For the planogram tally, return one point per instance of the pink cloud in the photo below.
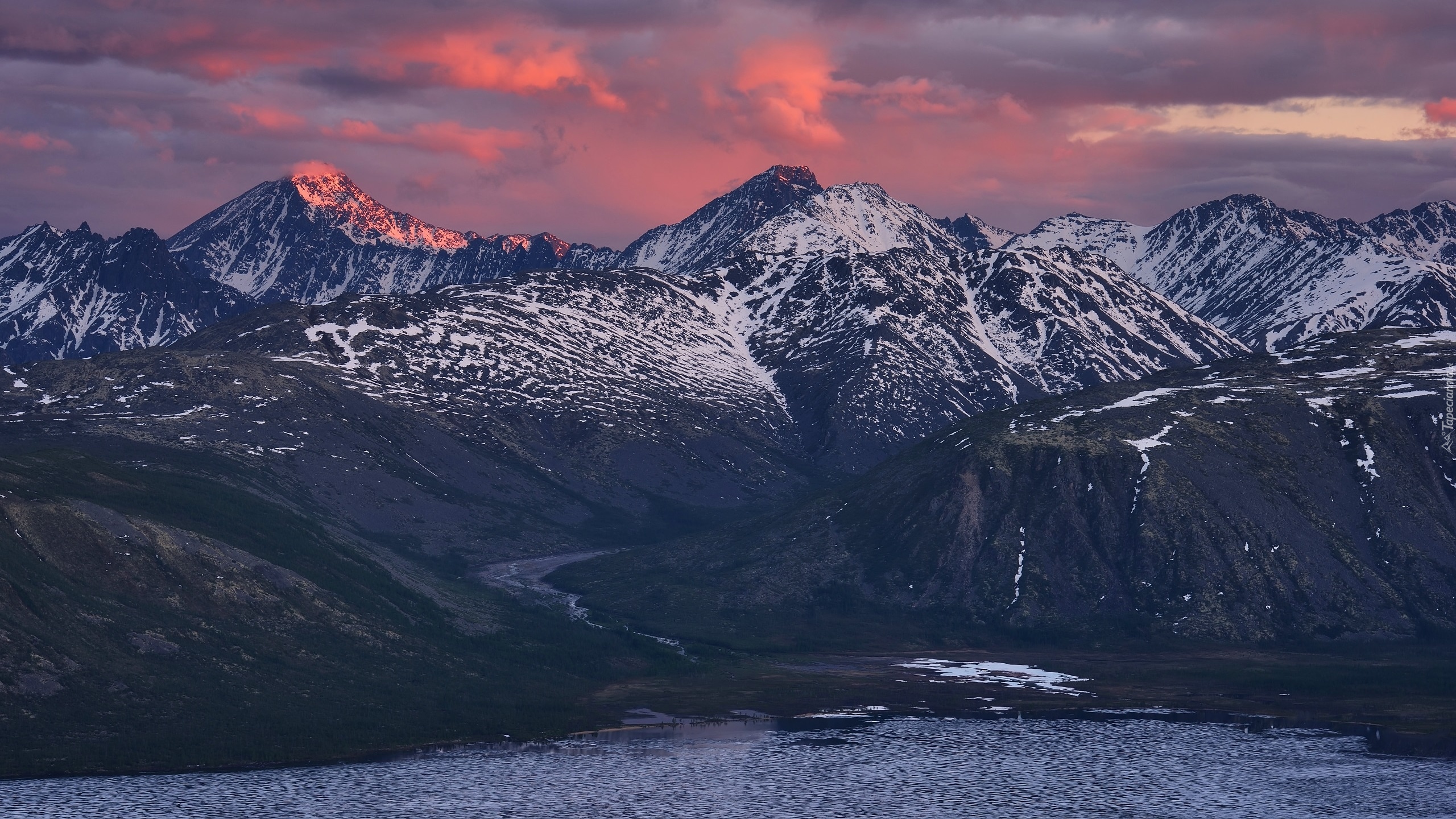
(482, 144)
(1442, 111)
(32, 140)
(520, 60)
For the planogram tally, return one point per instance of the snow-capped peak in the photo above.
(1113, 238)
(365, 219)
(858, 218)
(711, 232)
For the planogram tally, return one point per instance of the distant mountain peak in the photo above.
(711, 232)
(796, 175)
(366, 219)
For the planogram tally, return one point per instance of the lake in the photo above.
(1126, 767)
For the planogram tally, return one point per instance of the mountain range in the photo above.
(263, 477)
(1275, 278)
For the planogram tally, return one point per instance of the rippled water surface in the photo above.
(899, 767)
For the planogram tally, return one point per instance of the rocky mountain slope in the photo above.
(1264, 498)
(73, 293)
(313, 237)
(872, 351)
(1275, 278)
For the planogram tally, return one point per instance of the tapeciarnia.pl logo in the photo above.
(1447, 420)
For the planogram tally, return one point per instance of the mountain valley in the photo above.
(804, 421)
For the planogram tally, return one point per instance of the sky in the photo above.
(597, 121)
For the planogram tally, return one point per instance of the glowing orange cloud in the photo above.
(1442, 111)
(32, 140)
(787, 84)
(482, 144)
(523, 61)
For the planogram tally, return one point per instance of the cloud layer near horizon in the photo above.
(597, 121)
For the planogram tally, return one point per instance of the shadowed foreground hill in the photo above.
(156, 620)
(1304, 496)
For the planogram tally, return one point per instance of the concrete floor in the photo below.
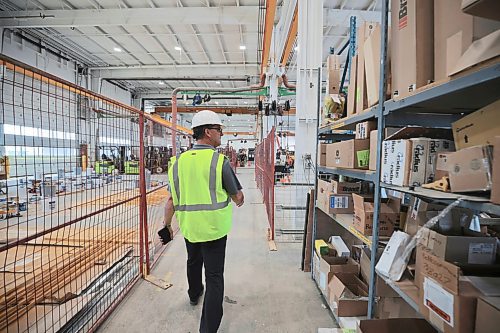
(270, 292)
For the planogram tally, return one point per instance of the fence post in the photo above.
(143, 225)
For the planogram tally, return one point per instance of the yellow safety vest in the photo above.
(202, 206)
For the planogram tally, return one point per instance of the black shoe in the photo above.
(194, 301)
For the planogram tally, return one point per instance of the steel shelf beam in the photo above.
(480, 204)
(350, 122)
(463, 94)
(367, 175)
(406, 297)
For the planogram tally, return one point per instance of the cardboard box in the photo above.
(339, 246)
(350, 294)
(333, 62)
(351, 89)
(495, 189)
(340, 204)
(450, 312)
(404, 161)
(333, 81)
(448, 21)
(364, 129)
(436, 147)
(373, 150)
(461, 249)
(394, 307)
(417, 214)
(470, 169)
(344, 154)
(442, 166)
(330, 265)
(316, 267)
(478, 128)
(322, 154)
(446, 300)
(488, 315)
(364, 31)
(412, 54)
(388, 265)
(345, 187)
(395, 325)
(479, 51)
(363, 216)
(372, 65)
(323, 195)
(489, 9)
(382, 289)
(405, 154)
(321, 247)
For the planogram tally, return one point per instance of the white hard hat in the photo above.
(205, 117)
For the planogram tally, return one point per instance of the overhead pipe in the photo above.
(286, 84)
(208, 89)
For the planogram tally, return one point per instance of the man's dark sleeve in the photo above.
(229, 180)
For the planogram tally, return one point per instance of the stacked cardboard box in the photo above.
(409, 157)
(411, 45)
(333, 74)
(495, 190)
(445, 299)
(349, 294)
(352, 154)
(322, 154)
(470, 168)
(363, 216)
(454, 34)
(335, 197)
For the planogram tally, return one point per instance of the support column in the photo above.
(310, 47)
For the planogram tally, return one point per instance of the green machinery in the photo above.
(131, 167)
(104, 167)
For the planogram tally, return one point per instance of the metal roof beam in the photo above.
(130, 16)
(158, 72)
(340, 17)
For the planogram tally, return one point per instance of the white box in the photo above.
(404, 161)
(340, 247)
(392, 264)
(436, 147)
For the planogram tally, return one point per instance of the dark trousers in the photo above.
(211, 255)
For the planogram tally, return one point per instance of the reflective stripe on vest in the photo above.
(212, 183)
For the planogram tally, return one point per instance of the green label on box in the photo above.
(363, 158)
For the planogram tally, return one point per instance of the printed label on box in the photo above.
(481, 253)
(322, 280)
(415, 207)
(438, 300)
(363, 158)
(339, 202)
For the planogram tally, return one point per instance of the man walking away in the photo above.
(202, 185)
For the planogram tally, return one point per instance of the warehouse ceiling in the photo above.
(151, 47)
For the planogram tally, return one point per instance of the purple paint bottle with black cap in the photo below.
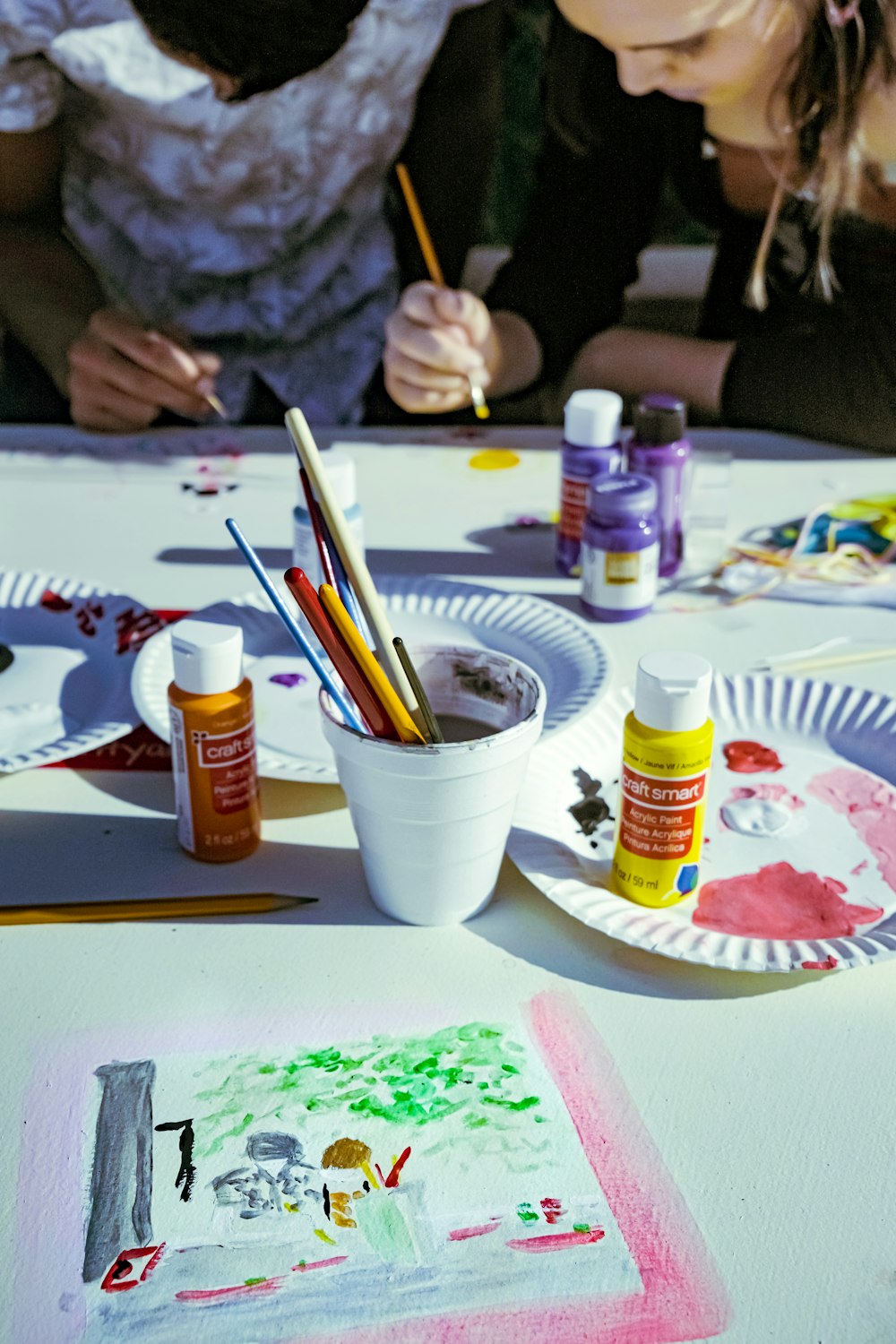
(591, 446)
(659, 449)
(621, 547)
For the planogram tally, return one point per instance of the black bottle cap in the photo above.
(659, 419)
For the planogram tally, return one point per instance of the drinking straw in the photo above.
(422, 699)
(477, 395)
(287, 617)
(373, 710)
(357, 567)
(335, 609)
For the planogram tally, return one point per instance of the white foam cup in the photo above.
(433, 820)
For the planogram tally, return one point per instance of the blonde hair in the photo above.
(844, 48)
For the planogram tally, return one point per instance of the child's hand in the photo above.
(123, 376)
(435, 341)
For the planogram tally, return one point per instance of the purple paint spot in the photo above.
(288, 679)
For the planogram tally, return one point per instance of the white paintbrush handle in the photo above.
(833, 660)
(352, 559)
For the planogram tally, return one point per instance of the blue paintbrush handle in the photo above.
(295, 629)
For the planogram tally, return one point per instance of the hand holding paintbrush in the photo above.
(123, 374)
(457, 349)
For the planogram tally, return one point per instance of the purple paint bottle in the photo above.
(659, 449)
(621, 547)
(590, 448)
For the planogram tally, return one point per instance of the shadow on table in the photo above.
(115, 857)
(155, 790)
(525, 924)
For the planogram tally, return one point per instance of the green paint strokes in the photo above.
(461, 1072)
(215, 1147)
(525, 1104)
(382, 1222)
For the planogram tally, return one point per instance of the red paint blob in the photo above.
(778, 902)
(751, 757)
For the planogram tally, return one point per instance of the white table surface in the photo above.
(770, 1098)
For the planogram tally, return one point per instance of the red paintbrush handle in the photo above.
(319, 527)
(340, 656)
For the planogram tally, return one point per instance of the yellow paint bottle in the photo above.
(212, 744)
(667, 749)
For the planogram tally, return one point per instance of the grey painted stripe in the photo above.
(121, 1180)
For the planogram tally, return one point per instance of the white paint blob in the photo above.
(755, 816)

-- -- --

> **Given request**:
Can you copy out every line of the listing above, swapping "planogram tally" for "shelf audit" wherever it occurs and keeping everything else the same? Omit the pictures.

> **Finished exercise**:
For the shelf audit, return one point per instance of the pink cloud in the photo below.
(482, 144)
(1442, 111)
(32, 140)
(520, 60)
For the shelf audit, return one point per instance of the snow-capped peak in the photo above.
(1113, 238)
(365, 219)
(858, 218)
(711, 232)
For the shelf audit, return one point per instance of the distant mountain peak in the photo above.
(711, 232)
(796, 175)
(366, 219)
For the shelf audit, return one point per instance of the lake in the photo above.
(1126, 767)
For the shelf audit, return one point per instance of the mountain range in the photo above.
(263, 477)
(1275, 278)
For the shelf audit, return one point per instance of the rippled water surface in the photo above.
(899, 767)
For the shelf audit, return one point per instance of the rocky mountain slope in the photo above.
(1264, 498)
(73, 293)
(313, 237)
(872, 351)
(1275, 278)
For the shelf audit, return one point per instance of the tapeciarnia.pl logo in the photo above.
(1447, 420)
For the shelf audit, return one point per instance of the mountain valley in the photo above.
(804, 421)
For the shelf audit, return one point per instance of the sky in the photo above.
(597, 121)
For the shelf audit, return one point per instance of the glowing orange cloud in the photo above.
(1442, 111)
(32, 140)
(787, 84)
(482, 144)
(523, 61)
For the shelf audit, return one point per instance of the cloud layer near horizon in the photo above.
(597, 121)
For the shelf audit, return one point per instance of the shadowed foreground hill in the photo above.
(156, 620)
(1304, 496)
For the shelf audit, return one point per instance of the concrete floor in the photo below.
(270, 292)
For the shelf audit, return one point per instance of the fence post in the photo above.
(143, 225)
For the shelf audit, return one point per instance of the yellow safety vest in the photo above.
(202, 206)
For the shelf audit, return one point per instance of the black shoe in the photo above.
(194, 301)
For the shelf audit, return one point per instance of the steel shelf beam in the photo above.
(480, 204)
(350, 122)
(463, 94)
(367, 175)
(406, 297)
For the shelf audit, return one point per instance of the cardboard box in the photo above.
(339, 246)
(350, 294)
(333, 62)
(351, 89)
(495, 189)
(340, 204)
(450, 312)
(404, 161)
(333, 81)
(448, 21)
(364, 129)
(436, 147)
(373, 150)
(461, 249)
(394, 307)
(417, 214)
(470, 169)
(344, 154)
(442, 166)
(330, 265)
(316, 267)
(478, 128)
(322, 154)
(446, 300)
(488, 315)
(364, 31)
(412, 54)
(388, 265)
(345, 187)
(395, 325)
(479, 51)
(363, 216)
(372, 65)
(323, 195)
(489, 9)
(382, 289)
(405, 154)
(321, 247)
For the shelf audit, return one point per instance of the white hard hat in the photo above.
(205, 117)
For the shelf audit, return one point per instance of the overhead pipe in the photo above.
(286, 84)
(208, 89)
For the shelf audit, return one point per instance of the man's dark sleeve in the photo above.
(229, 180)
For the shelf audit, return one point per instance of the stacked cardboard box in the photo above.
(409, 157)
(411, 45)
(333, 74)
(495, 190)
(445, 299)
(349, 294)
(352, 154)
(322, 154)
(470, 168)
(363, 216)
(454, 34)
(335, 197)
For the shelf audit, return one point per instance of the support column in the photo above.
(310, 47)
For the shelf audit, return one point per instance of the green machinery in the photo above.
(131, 167)
(104, 167)
For the shelf audit, return one point per instance of the metal roof beam in the photo above.
(130, 16)
(158, 72)
(340, 17)
For the shelf audit, return one point per instance of the white box in the photo above.
(404, 161)
(340, 247)
(392, 264)
(436, 147)
For the shelf audit, return one point per instance of the dark trousers in the photo above.
(211, 255)
For the shelf audit, return one point per instance of the reflective stripe on vest in the photo above.
(212, 183)
For the shelf audit, return one point per instance of the green label on box in the photo above.
(363, 158)
For the shelf audit, return one point per instance of the printed label on box in the photo above.
(481, 253)
(322, 280)
(415, 207)
(438, 300)
(363, 158)
(339, 202)
For the shelf audit, return one point per instance of the man walking away in the photo above.
(202, 185)
For the shelf audit, return one point per instance of the warehouse ceiling in the photo above.
(151, 47)
For the shelf audit, return one point per instance of the purple paint bottle with black cap in the photo below.
(591, 446)
(659, 449)
(621, 547)
For the shelf audit, return one point per instance of the black bottle cap in the photo above.
(659, 419)
For the shelf audit, return one point per instance of the drinking straw in the photo above.
(422, 699)
(477, 395)
(287, 617)
(373, 710)
(357, 567)
(335, 609)
For the shelf audit, return one point per instance of the white foam cup in the photo above.
(433, 820)
For the shelf audit, return one point per instance of the blonde hair in the photo above.
(844, 48)
For the shelf audit, return one point per instance of the child's hand in the photo above.
(123, 376)
(435, 341)
For the shelf audit, return one point per instance of the purple paint spot in the photo above.
(288, 679)
For the shelf audit, return one point per instance of the white paintbrush handle in the photo above.
(833, 660)
(352, 559)
For the shelf audit, return one point per instance of the blue paintbrush handle in the photo above.
(295, 629)
For the shelf audit, return one point per instance of the hand holding paintbrush in the photo above.
(123, 374)
(457, 349)
For the shelf audit, return one point per instance of the purple paint bottle in the photo above.
(659, 449)
(621, 547)
(590, 448)
For the shelf audit, return one point per instance of the shadow on table in the photo above.
(115, 857)
(155, 790)
(525, 924)
For the shelf audit, return one point per instance of the green paint strokes in the photo above.
(461, 1072)
(215, 1147)
(525, 1104)
(382, 1222)
For the shelf audit, return one point per instance of the red paint blob in the photo above.
(778, 902)
(751, 757)
For the shelf audit, return one point per instance of the white table surface in the photo above.
(770, 1098)
For the shelf audit, return one point per instance of the red paintbrush handle in the photo above.
(319, 527)
(340, 656)
For the shelf audit, return one point per instance of the yellow paint bottle in the photo above.
(212, 744)
(667, 749)
For the shelf audit, return one point per instance of the grey painted stripe in the photo above.
(121, 1180)
For the shelf audit, return one point per instance of the white paint blob in the photo above.
(755, 816)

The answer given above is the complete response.